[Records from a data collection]
──────────
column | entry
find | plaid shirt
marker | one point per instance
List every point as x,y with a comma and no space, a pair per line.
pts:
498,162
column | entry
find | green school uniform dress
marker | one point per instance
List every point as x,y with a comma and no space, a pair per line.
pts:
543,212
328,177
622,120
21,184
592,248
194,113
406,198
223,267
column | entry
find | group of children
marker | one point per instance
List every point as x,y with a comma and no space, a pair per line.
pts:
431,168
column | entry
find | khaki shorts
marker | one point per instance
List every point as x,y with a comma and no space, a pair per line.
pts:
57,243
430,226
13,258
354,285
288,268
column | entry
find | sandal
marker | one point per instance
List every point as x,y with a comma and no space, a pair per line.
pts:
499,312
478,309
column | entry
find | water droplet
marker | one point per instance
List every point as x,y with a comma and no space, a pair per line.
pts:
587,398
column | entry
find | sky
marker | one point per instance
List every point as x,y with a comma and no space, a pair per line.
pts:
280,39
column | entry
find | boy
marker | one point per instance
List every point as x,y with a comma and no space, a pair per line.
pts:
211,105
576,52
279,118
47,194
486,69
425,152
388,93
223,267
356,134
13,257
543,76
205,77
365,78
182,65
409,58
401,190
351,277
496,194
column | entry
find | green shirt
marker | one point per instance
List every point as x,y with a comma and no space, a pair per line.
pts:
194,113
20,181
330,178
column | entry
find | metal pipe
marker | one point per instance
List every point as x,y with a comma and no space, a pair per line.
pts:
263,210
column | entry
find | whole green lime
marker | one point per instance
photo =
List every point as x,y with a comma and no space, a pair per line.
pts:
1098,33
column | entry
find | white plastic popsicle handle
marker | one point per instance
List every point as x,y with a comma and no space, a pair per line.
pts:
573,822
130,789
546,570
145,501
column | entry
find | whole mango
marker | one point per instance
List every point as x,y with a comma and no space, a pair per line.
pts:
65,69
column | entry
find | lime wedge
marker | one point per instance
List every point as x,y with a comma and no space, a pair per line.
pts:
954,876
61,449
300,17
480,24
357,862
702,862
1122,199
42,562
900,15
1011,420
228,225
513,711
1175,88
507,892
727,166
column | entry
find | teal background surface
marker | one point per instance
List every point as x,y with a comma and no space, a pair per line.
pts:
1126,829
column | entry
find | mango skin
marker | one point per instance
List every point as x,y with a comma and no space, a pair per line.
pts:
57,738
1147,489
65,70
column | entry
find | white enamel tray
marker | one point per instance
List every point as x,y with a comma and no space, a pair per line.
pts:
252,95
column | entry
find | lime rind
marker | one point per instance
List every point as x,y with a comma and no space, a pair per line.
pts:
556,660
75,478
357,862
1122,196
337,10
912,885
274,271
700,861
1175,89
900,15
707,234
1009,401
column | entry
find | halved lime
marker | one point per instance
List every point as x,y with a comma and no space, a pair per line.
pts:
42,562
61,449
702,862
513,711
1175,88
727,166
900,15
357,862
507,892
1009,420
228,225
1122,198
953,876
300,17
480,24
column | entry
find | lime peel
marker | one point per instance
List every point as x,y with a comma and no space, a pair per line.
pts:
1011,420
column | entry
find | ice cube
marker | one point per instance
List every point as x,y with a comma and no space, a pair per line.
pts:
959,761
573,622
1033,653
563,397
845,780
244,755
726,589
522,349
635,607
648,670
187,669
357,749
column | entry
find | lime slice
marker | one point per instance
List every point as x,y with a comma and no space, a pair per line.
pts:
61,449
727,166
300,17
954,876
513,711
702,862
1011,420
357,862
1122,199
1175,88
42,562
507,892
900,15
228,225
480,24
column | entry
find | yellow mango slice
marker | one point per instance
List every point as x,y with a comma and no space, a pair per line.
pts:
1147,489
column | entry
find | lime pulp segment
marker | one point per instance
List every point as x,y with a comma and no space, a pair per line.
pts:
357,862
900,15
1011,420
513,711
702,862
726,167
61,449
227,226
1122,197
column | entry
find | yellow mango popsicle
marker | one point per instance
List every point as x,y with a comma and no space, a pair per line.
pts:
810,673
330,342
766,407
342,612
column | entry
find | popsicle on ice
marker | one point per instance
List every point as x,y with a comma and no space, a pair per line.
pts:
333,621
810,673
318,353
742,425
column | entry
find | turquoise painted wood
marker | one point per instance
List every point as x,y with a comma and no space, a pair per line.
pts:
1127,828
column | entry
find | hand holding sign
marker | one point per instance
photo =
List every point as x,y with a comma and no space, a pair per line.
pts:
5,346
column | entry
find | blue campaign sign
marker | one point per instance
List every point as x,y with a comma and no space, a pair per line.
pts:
──────────
## Given problem
Identify every line in the listing that contains the word "lime", and copy each of those lines.

## Answer in full
find | whole green lime
find | lime wedge
find | lime rind
find | halved lime
find | lime peel
find | lime slice
find | lime pulp segment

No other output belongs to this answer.